*Article:*

• • • • •

# Repair Manual



## ap0001 (Dec 24, 2008)

Is there a repair manual made (like Haynes manual) for a 66 LeMans. Can't find any Haynes manuals that cover anything earlier than 1970. 

This is my first Pontiac. I'm use to working on chevy 350's. No professional by any means, but I have handled some pretty technical repairs with the help of a good repair manual. Don't really know the 326 very well, but can't imagine that it could be that much different than the 350 (at least hope it isn't).


----------



## topfuel67 (Dec 23, 2008)

I have a 65 and have a repo copy of the 65 shop manual. It is by far the best book for our cars. There is a 66 one for your car too. About $30 on ebay. It has the exact specs for everything you need on your year, without having to go through the generalized vague descriptions in haynes.
eBay Motors: 1966 66 Pontiac Tempest GTO Shop Service Manual Book (item 270288547048 end time Jan-14-09 10:46:17 PST)


----------



## ap0001 (Dec 24, 2008)

Do you know if it is like the Haynes manual? Like for instance, does it have the troubleshooting guide in the front of the book like the Haynes and shows you step by step instructions on disassembly and replacement? Thanks for the help. :cheers


----------



## 67/04gto (Jan 15, 2005)

• • • • •

*Data excerpts:*
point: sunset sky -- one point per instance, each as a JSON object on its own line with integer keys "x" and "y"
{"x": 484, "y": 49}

• • • • •

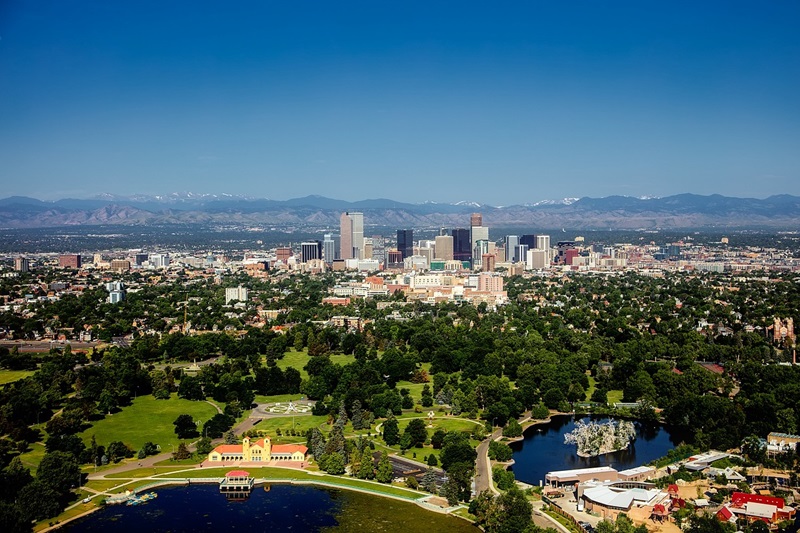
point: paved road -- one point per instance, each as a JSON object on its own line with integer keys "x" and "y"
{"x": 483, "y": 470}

• • • • •

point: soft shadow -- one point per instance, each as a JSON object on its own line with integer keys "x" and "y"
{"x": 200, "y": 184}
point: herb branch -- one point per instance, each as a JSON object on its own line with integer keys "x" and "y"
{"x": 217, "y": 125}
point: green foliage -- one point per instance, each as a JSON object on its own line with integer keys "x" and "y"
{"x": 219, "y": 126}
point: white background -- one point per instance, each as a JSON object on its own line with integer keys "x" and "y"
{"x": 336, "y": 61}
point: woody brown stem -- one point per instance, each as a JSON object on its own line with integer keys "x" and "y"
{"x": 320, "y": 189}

• • • • •

*Tasks:*
• a. Name every distinct username that heads a post in the repair manual thread.
• b. Please repeat the repair manual thread from "This is my first" to "Jan-14-09 10:46:17 PST)" without any changes.
• c. According to the repair manual thread, why does topfuel67 prefer the shop manual to a Haynes manual?

*Outputs by task:*
• a. ap0001, topfuel67, 67/04gto

• b.
This is my first Pontiac. I'm use to working on chevy 350's. No professional by any means, but I have handled some pretty technical repairs with the help of a good repair manual. Don't really know the 326 very well, but can't imagine that it could be that much different than the 350 (at least hope it isn't).


----------



## topfuel67 (Dec 23, 2008)

I have a 65 and have a repo copy of the 65 shop manual. It is by far the best book for our cars. There is a 66 one for your car too. About $30 on ebay. It has the exact specs for everything you need on your year, without having to go through the generalized vague descriptions in haynes.
eBay Motors: 1966 66 Pontiac Tempest GTO Shop Service Manual Book (item 270288547048 end time Jan-14-09 10:46:17 PST)

• c. topfuel67 says the shop manual has the exact specs for everything needed for the car's specific year. It also avoids the generalized, vague descriptions found in Haynes.